Task description >> Every line of the material below, from the top through the line with "evenodd fill-rule", should be reproduced exactly.

===== Listed records =====

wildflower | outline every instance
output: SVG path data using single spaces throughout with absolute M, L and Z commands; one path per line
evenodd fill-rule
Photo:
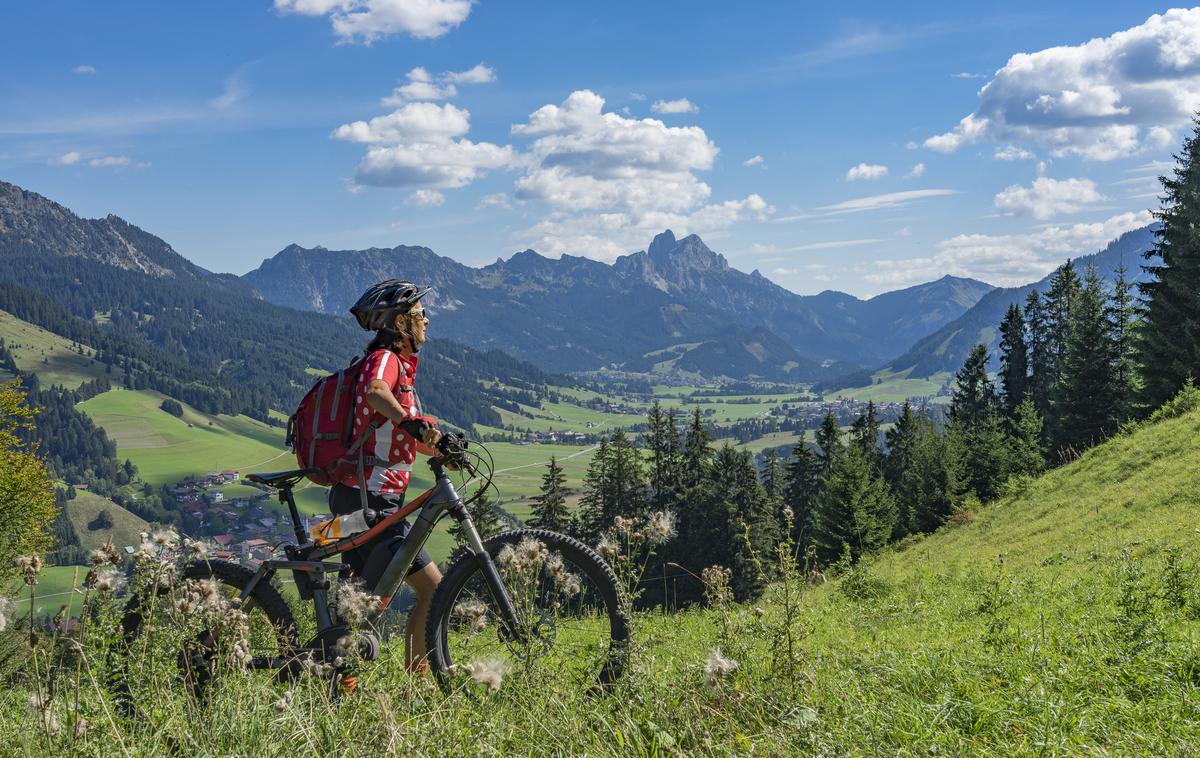
M 172 547 L 179 543 L 179 532 L 174 529 L 159 529 L 150 535 L 150 541 L 159 547 Z
M 311 655 L 305 656 L 301 661 L 301 665 L 304 667 L 304 671 L 310 676 L 327 677 L 333 674 L 333 666 L 330 666 L 328 663 L 318 663 L 313 660 Z
M 125 575 L 116 569 L 93 571 L 89 578 L 91 588 L 96 592 L 119 592 L 125 587 Z
M 160 589 L 169 590 L 175 584 L 175 576 L 179 569 L 171 561 L 159 561 L 158 570 L 154 573 L 155 582 Z
M 283 713 L 284 711 L 286 711 L 288 709 L 288 706 L 291 704 L 292 704 L 292 693 L 286 692 L 286 693 L 284 693 L 283 697 L 281 697 L 275 701 L 275 710 L 278 711 L 279 713 Z
M 337 615 L 347 624 L 364 624 L 379 615 L 382 598 L 363 592 L 349 582 L 339 582 Z
M 517 562 L 524 568 L 537 568 L 546 561 L 549 552 L 546 549 L 546 543 L 526 537 L 517 545 Z
M 791 521 L 792 517 L 795 515 L 796 515 L 795 511 L 792 510 L 792 507 L 790 505 L 783 506 L 783 517 L 785 519 L 787 519 L 788 521 Z
M 675 514 L 671 511 L 656 512 L 646 522 L 643 534 L 651 545 L 663 544 L 675 536 Z
M 626 536 L 633 534 L 633 527 L 634 527 L 634 521 L 631 518 L 625 518 L 624 516 L 617 516 L 615 519 L 613 519 L 612 529 L 617 534 L 626 535 Z
M 474 598 L 464 600 L 454 606 L 454 614 L 463 619 L 468 627 L 477 632 L 482 632 L 487 628 L 487 613 L 487 606 L 482 601 Z
M 504 661 L 499 658 L 483 658 L 463 665 L 463 671 L 479 684 L 495 692 L 504 681 Z
M 602 558 L 611 561 L 613 558 L 616 558 L 618 554 L 620 554 L 621 547 L 617 544 L 616 540 L 606 534 L 600 538 L 600 544 L 596 545 L 596 552 L 599 553 Z
M 19 556 L 13 563 L 16 564 L 17 570 L 21 572 L 21 579 L 30 587 L 37 584 L 38 572 L 42 570 L 42 559 L 37 555 L 22 555 Z
M 113 547 L 112 540 L 109 540 L 91 552 L 88 556 L 88 562 L 96 568 L 117 566 L 121 563 L 121 551 Z
M 583 583 L 574 574 L 563 574 L 561 577 L 556 577 L 555 581 L 558 584 L 559 592 L 567 597 L 575 597 L 583 591 Z
M 733 670 L 737 667 L 737 661 L 721 655 L 721 648 L 715 647 L 708 654 L 708 660 L 704 663 L 704 681 L 709 687 L 716 687 L 722 679 L 732 674 Z
M 202 561 L 208 558 L 208 545 L 205 545 L 199 540 L 190 540 L 186 537 L 183 540 L 183 549 L 187 552 L 189 558 Z
M 766 611 L 764 611 L 764 610 L 762 609 L 762 607 L 761 607 L 761 606 L 756 606 L 756 607 L 755 607 L 755 609 L 754 609 L 754 615 L 755 615 L 755 616 L 758 616 L 759 618 L 762 618 L 762 617 L 763 617 L 765 614 L 766 614 Z
M 88 720 L 87 719 L 83 718 L 82 716 L 75 719 L 75 728 L 72 730 L 72 733 L 75 735 L 75 739 L 77 739 L 77 740 L 83 739 L 84 736 L 87 734 L 87 730 L 88 730 Z
M 505 545 L 496 554 L 496 563 L 499 563 L 504 568 L 511 568 L 516 560 L 517 551 L 512 549 L 512 545 Z
M 231 656 L 234 665 L 249 666 L 250 662 L 254 660 L 254 656 L 250 654 L 250 641 L 241 639 L 233 643 Z
M 133 557 L 136 560 L 149 560 L 158 555 L 158 549 L 154 547 L 154 543 L 150 542 L 148 534 L 142 533 L 142 544 L 138 545 L 138 549 L 134 551 Z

=====

Your solution >>
wildflower | outline every instance
output: SVG path data using single spaces throughout with absolute M, L and Z commands; one path per line
evenodd fill-rule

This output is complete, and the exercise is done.